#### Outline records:
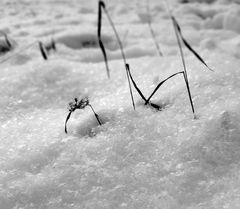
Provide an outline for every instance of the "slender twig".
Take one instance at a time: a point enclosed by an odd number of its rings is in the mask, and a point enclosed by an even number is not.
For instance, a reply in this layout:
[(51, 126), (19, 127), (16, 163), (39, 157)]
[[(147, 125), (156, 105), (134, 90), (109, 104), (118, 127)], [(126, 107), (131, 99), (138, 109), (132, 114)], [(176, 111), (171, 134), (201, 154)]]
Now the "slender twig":
[(104, 57), (104, 62), (106, 66), (106, 71), (107, 71), (107, 76), (110, 78), (110, 70), (108, 66), (108, 59), (107, 59), (107, 54), (105, 51), (105, 47), (103, 45), (102, 39), (101, 39), (101, 28), (102, 28), (102, 8), (105, 8), (105, 4), (102, 1), (98, 2), (98, 30), (97, 30), (97, 35), (98, 35), (98, 43), (99, 46), (102, 50), (103, 57)]
[(148, 23), (148, 27), (149, 27), (150, 33), (151, 33), (152, 38), (154, 40), (154, 43), (155, 43), (155, 46), (157, 48), (158, 54), (159, 54), (160, 57), (162, 57), (163, 53), (162, 53), (162, 51), (160, 49), (160, 46), (159, 46), (159, 44), (157, 42), (157, 38), (156, 38), (155, 32), (154, 32), (153, 27), (152, 27), (152, 23), (151, 23), (151, 14), (150, 14), (149, 0), (147, 0), (147, 16), (148, 16), (147, 23)]
[(84, 109), (86, 106), (89, 106), (91, 110), (94, 113), (94, 116), (96, 117), (99, 125), (102, 125), (101, 120), (98, 116), (98, 114), (94, 111), (92, 105), (89, 103), (89, 99), (87, 97), (82, 98), (81, 100), (78, 101), (77, 98), (74, 99), (74, 102), (70, 102), (68, 106), (69, 113), (67, 115), (67, 118), (65, 120), (65, 133), (67, 134), (67, 122), (70, 119), (72, 113), (77, 110), (77, 109)]
[(189, 97), (190, 104), (191, 104), (191, 107), (192, 107), (193, 115), (195, 115), (195, 109), (194, 109), (192, 96), (191, 96), (191, 91), (190, 91), (190, 87), (189, 87), (189, 82), (188, 82), (188, 77), (187, 77), (187, 69), (186, 69), (185, 59), (184, 59), (183, 50), (182, 50), (182, 44), (181, 44), (181, 41), (180, 41), (180, 38), (179, 38), (177, 26), (175, 24), (175, 21), (174, 21), (174, 18), (173, 18), (172, 15), (171, 15), (171, 18), (172, 18), (172, 21), (173, 21), (173, 27), (174, 27), (174, 31), (175, 31), (175, 35), (176, 35), (177, 43), (178, 43), (178, 48), (180, 50), (180, 55), (181, 55), (181, 59), (182, 59), (183, 70), (184, 70), (184, 80), (185, 80), (185, 84), (186, 84), (187, 91), (188, 91), (188, 97)]
[(173, 15), (171, 15), (171, 18), (172, 18), (173, 24), (175, 25), (176, 30), (178, 31), (178, 34), (180, 35), (180, 38), (182, 39), (182, 41), (183, 41), (184, 45), (187, 47), (187, 49), (188, 49), (189, 51), (191, 51), (191, 52), (195, 55), (195, 57), (196, 57), (201, 63), (203, 63), (203, 64), (207, 67), (208, 70), (213, 71), (213, 70), (206, 64), (206, 62), (203, 60), (203, 58), (191, 47), (191, 45), (190, 45), (190, 44), (186, 41), (186, 39), (183, 37), (182, 30), (181, 30), (180, 25), (178, 24), (176, 18), (175, 18)]
[(157, 92), (157, 90), (167, 81), (167, 80), (169, 80), (170, 78), (172, 78), (172, 77), (174, 77), (174, 76), (176, 76), (176, 75), (178, 75), (178, 74), (184, 74), (184, 72), (183, 71), (181, 71), (181, 72), (177, 72), (177, 73), (174, 73), (174, 74), (172, 74), (171, 76), (169, 76), (168, 78), (166, 78), (165, 80), (163, 80), (163, 81), (161, 81), (158, 85), (157, 85), (157, 87), (154, 89), (154, 91), (152, 92), (152, 94), (148, 97), (148, 99), (145, 101), (145, 104), (148, 104), (149, 103), (149, 101), (150, 101), (150, 99), (153, 97), (153, 95)]
[(43, 45), (43, 43), (41, 41), (39, 41), (38, 44), (39, 44), (39, 49), (40, 49), (41, 55), (43, 56), (43, 59), (47, 60), (48, 56), (47, 56), (47, 53), (46, 53), (45, 46)]
[[(115, 36), (117, 38), (117, 42), (119, 44), (120, 51), (121, 51), (122, 58), (123, 58), (123, 62), (124, 62), (124, 66), (125, 66), (125, 69), (126, 69), (126, 76), (127, 76), (127, 80), (128, 80), (128, 86), (129, 86), (129, 91), (130, 91), (130, 96), (131, 96), (131, 100), (132, 100), (133, 109), (135, 110), (135, 102), (134, 102), (133, 93), (132, 93), (132, 87), (131, 87), (131, 83), (130, 83), (130, 79), (129, 79), (129, 75), (128, 75), (127, 61), (126, 61), (126, 56), (125, 56), (125, 53), (124, 53), (124, 50), (123, 50), (122, 42), (121, 42), (120, 37), (118, 35), (118, 32), (117, 32), (117, 30), (116, 30), (116, 28), (114, 26), (114, 23), (113, 23), (110, 15), (108, 13), (108, 10), (106, 9), (106, 6), (105, 6), (104, 2), (103, 1), (99, 1), (99, 5), (101, 5), (101, 7), (103, 8), (103, 10), (104, 10), (104, 12), (105, 12), (105, 14), (107, 16), (107, 19), (108, 19), (108, 21), (109, 21), (109, 23), (110, 23), (110, 25), (111, 25), (111, 27), (112, 27), (112, 29), (114, 31), (114, 34), (115, 34)], [(101, 25), (99, 27), (101, 28)], [(99, 33), (99, 31), (98, 31), (98, 33)]]
[(98, 116), (98, 114), (94, 111), (94, 109), (93, 109), (93, 107), (92, 107), (92, 105), (90, 105), (90, 104), (88, 104), (88, 106), (92, 109), (92, 111), (93, 111), (93, 113), (94, 113), (94, 115), (95, 115), (95, 117), (96, 117), (96, 119), (97, 119), (97, 121), (98, 121), (98, 123), (99, 123), (99, 125), (101, 126), (102, 125), (102, 123), (101, 123), (101, 121), (100, 121), (100, 119), (99, 119), (99, 116)]

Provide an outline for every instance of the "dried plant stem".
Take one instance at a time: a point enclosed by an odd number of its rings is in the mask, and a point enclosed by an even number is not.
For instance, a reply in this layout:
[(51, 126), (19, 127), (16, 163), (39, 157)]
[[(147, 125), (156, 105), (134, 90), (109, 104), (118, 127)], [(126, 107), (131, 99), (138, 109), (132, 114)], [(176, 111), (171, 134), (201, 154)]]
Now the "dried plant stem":
[(159, 54), (160, 57), (162, 57), (163, 54), (162, 54), (160, 46), (159, 46), (159, 44), (157, 42), (157, 38), (156, 38), (155, 32), (154, 32), (154, 30), (152, 28), (151, 14), (150, 14), (150, 8), (149, 8), (149, 0), (147, 1), (147, 14), (148, 14), (148, 27), (149, 27), (150, 33), (151, 33), (152, 38), (154, 40), (154, 43), (155, 43), (155, 46), (157, 48), (158, 54)]
[(146, 103), (147, 99), (145, 98), (145, 96), (143, 95), (143, 93), (141, 92), (141, 90), (138, 88), (136, 82), (134, 81), (134, 79), (133, 79), (133, 77), (132, 77), (132, 74), (131, 74), (131, 71), (130, 71), (129, 64), (126, 64), (126, 69), (127, 69), (128, 74), (129, 74), (129, 77), (130, 77), (130, 79), (131, 79), (131, 81), (132, 81), (132, 83), (133, 83), (134, 88), (137, 90), (138, 94), (139, 94), (139, 95), (141, 96), (141, 98), (144, 100), (145, 105), (148, 104), (148, 105), (152, 106), (153, 108), (155, 108), (155, 109), (157, 109), (157, 110), (161, 109), (161, 107), (160, 107), (159, 105), (157, 105), (157, 104), (154, 104), (154, 103), (151, 103), (151, 102)]
[(151, 95), (148, 97), (148, 99), (145, 101), (145, 105), (149, 103), (149, 101), (150, 101), (150, 99), (153, 97), (153, 95), (157, 92), (157, 90), (158, 90), (167, 80), (169, 80), (170, 78), (172, 78), (172, 77), (174, 77), (174, 76), (176, 76), (176, 75), (178, 75), (178, 74), (181, 74), (181, 73), (184, 75), (184, 72), (183, 72), (183, 71), (177, 72), (177, 73), (172, 74), (171, 76), (169, 76), (169, 77), (166, 78), (165, 80), (161, 81), (161, 82), (157, 85), (157, 87), (154, 89), (154, 91), (152, 92), (152, 94), (151, 94)]
[[(101, 2), (101, 1), (100, 1), (100, 2)], [(103, 2), (102, 2), (102, 3), (103, 3)], [(131, 87), (131, 83), (130, 83), (130, 79), (129, 79), (129, 75), (128, 75), (127, 61), (126, 61), (126, 56), (125, 56), (125, 53), (124, 53), (124, 50), (123, 50), (123, 45), (122, 45), (122, 42), (121, 42), (120, 37), (119, 37), (119, 35), (118, 35), (118, 32), (117, 32), (117, 30), (116, 30), (116, 28), (115, 28), (115, 26), (114, 26), (114, 23), (113, 23), (110, 15), (109, 15), (106, 7), (105, 7), (105, 4), (103, 3), (103, 5), (104, 5), (103, 10), (104, 10), (104, 12), (105, 12), (105, 14), (106, 14), (106, 16), (107, 16), (107, 19), (108, 19), (108, 21), (109, 21), (109, 23), (110, 23), (110, 25), (111, 25), (111, 27), (112, 27), (112, 29), (113, 29), (113, 31), (114, 31), (114, 34), (115, 34), (115, 36), (116, 36), (116, 38), (117, 38), (117, 42), (118, 42), (119, 47), (120, 47), (120, 51), (121, 51), (121, 54), (122, 54), (124, 66), (125, 66), (125, 69), (126, 69), (126, 76), (127, 76), (127, 80), (128, 80), (128, 86), (129, 86), (130, 96), (131, 96), (131, 100), (132, 100), (132, 105), (133, 105), (133, 109), (135, 110), (136, 107), (135, 107), (135, 102), (134, 102), (133, 93), (132, 93), (132, 87)]]
[(99, 123), (99, 125), (101, 126), (102, 125), (102, 123), (101, 123), (101, 121), (100, 121), (100, 119), (99, 119), (99, 116), (98, 116), (98, 114), (94, 111), (94, 109), (93, 109), (93, 107), (92, 107), (92, 105), (90, 105), (90, 104), (88, 104), (88, 106), (92, 109), (92, 111), (93, 111), (93, 113), (94, 113), (94, 116), (96, 117), (96, 119), (97, 119), (97, 121), (98, 121), (98, 123)]
[(41, 41), (39, 41), (38, 44), (39, 44), (39, 48), (40, 48), (41, 54), (43, 56), (43, 59), (47, 60), (48, 57), (47, 57), (47, 53), (45, 51), (45, 46), (43, 45), (43, 43)]
[(191, 91), (190, 91), (190, 87), (189, 87), (186, 63), (185, 63), (184, 54), (183, 54), (183, 50), (182, 50), (182, 44), (181, 44), (181, 41), (180, 41), (180, 38), (179, 38), (179, 34), (178, 34), (178, 31), (177, 31), (177, 26), (176, 26), (176, 24), (174, 22), (174, 17), (171, 16), (171, 18), (172, 18), (172, 21), (173, 21), (173, 27), (174, 27), (174, 31), (175, 31), (175, 35), (176, 35), (176, 38), (177, 38), (177, 43), (178, 43), (178, 47), (179, 47), (179, 50), (180, 50), (181, 59), (182, 59), (183, 70), (184, 70), (184, 74), (183, 75), (184, 75), (184, 80), (185, 80), (185, 84), (186, 84), (187, 91), (188, 91), (188, 97), (189, 97), (190, 104), (191, 104), (191, 107), (192, 107), (193, 115), (195, 116), (195, 109), (194, 109), (192, 96), (191, 96)]
[(105, 50), (105, 47), (104, 47), (102, 39), (101, 39), (102, 8), (105, 8), (105, 4), (104, 4), (104, 2), (99, 1), (98, 2), (98, 31), (97, 31), (97, 35), (98, 35), (98, 43), (99, 43), (99, 46), (100, 46), (100, 48), (102, 50), (103, 57), (104, 57), (104, 62), (105, 62), (105, 66), (106, 66), (107, 76), (108, 76), (108, 78), (110, 78), (110, 69), (109, 69), (109, 66), (108, 66), (107, 54), (106, 54), (106, 50)]

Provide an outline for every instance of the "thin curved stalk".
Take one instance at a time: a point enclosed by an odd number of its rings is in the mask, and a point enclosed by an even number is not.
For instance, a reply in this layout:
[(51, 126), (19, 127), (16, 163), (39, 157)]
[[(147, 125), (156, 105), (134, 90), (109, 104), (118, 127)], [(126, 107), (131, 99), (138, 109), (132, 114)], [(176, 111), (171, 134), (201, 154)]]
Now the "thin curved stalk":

#### EXERCISE:
Count the lines in the rows above that contain the string "twig". Give only the number.

#### FINISHED ANSWER:
2